TASK STATEMENT: Please repeat every line of the data below verbatim, but leave out the pictures.

MATERIAL:
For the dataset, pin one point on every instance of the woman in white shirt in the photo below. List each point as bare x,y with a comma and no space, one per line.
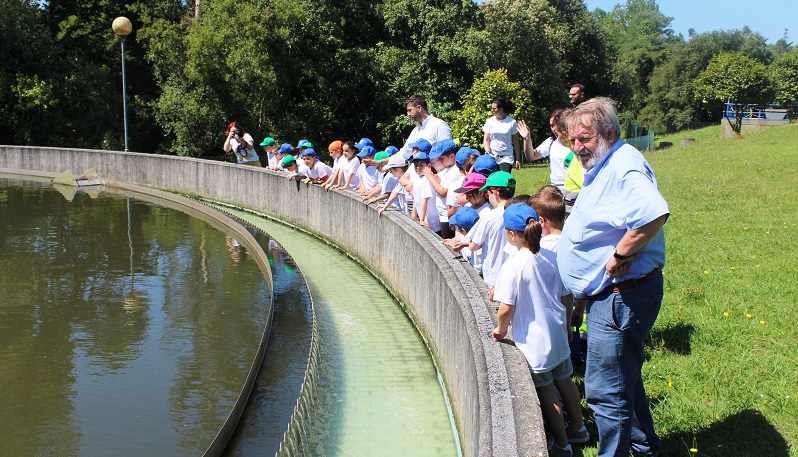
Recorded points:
501,135
242,144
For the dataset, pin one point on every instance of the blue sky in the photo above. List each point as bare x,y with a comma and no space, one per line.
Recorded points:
768,17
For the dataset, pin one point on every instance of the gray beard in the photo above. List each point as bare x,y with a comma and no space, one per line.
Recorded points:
602,149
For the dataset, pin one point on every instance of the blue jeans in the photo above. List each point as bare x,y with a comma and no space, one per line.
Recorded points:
618,324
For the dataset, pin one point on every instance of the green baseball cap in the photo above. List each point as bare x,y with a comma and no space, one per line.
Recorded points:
499,179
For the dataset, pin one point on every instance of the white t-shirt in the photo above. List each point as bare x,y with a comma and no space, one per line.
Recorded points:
531,283
448,176
251,156
318,171
556,152
369,176
432,129
350,166
423,189
501,135
489,233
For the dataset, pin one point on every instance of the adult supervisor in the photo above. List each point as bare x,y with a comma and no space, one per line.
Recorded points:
611,253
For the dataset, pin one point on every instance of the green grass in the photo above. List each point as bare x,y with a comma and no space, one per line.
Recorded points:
722,372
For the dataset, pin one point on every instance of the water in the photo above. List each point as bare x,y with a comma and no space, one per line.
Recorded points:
125,328
379,393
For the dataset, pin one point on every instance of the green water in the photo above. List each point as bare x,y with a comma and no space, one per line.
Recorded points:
380,393
125,328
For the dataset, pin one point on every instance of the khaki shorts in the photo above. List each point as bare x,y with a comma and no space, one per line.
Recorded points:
560,372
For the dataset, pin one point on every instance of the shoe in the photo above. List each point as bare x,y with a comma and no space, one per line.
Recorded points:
577,436
557,451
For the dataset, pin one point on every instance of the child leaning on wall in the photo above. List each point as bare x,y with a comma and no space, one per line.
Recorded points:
528,290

RESULT FOR THIS TASK:
For the dataset, pin one point on every instance of the woman in white shirt in the photo below. List each point as bare x,y with a comma and no space, one per line.
Recorded points:
501,135
242,144
For the dataset, pin one point on every instance of the blue sky in the photo above. List each point as bare x,y with a comma and no space, one per line.
Recorded points:
768,17
For the dataset, pin one point on every instance of the gray beard in the photo above. List each point as bare x,y with a comma and no space, one per line.
Recorded points:
602,149
For the dataset, pin one point on every instance of the blue jeans in the photo above. List each point as bare x,y with a comma and no space, one per line.
Recorded points:
618,324
For the dataset, pin one point on every instance of the green baseball cap in the photo above. List each point as bare x,y with a comma and no space, one per line.
Recorded points:
499,179
For the dataset, pin one point on every instance of the white t-shirt in the photo above. List each point as bare x,y with a comma and no space, one per line.
Recorded points:
531,283
448,176
251,156
318,171
556,152
369,176
432,129
350,166
423,189
501,135
489,233
For the dataset, pin one point on every instance of the adult supervisor in the photo above. List each point as bare x,y with a comma and no space, one per line.
Recorded points:
611,253
For the dataset, pin one point on every instance of the green grass in the photo above. List each point as bare x,y with a comma and no space, one per line.
Recorded points:
722,372
For the dataset, pin one point on every instance of the water in the photo above. List each point as bare x,y with a comma and no space, one per line.
Recorded points:
125,328
379,393
For the dataset, pin one point on every instance of the green water in the photo above. List each point as bare x,y with a comma and no space, one per line.
Recorded points:
380,393
125,328
For the dataset, pin one point on every instance of the khaki shorts in the photo above. List each point as bare x,y with a comma and no space, one per line.
Recorded points:
560,372
For the dataset, pin one point on every instance of the shoe in the photo above. List each point as bare x,y with a comma and no space, one per line.
Recorded points:
577,436
557,451
For the dataset, pin one point on every instance of the child leaning on wall in the photo above. List each point as bare x,y with a comma and no space, one per line.
Recorded points:
528,290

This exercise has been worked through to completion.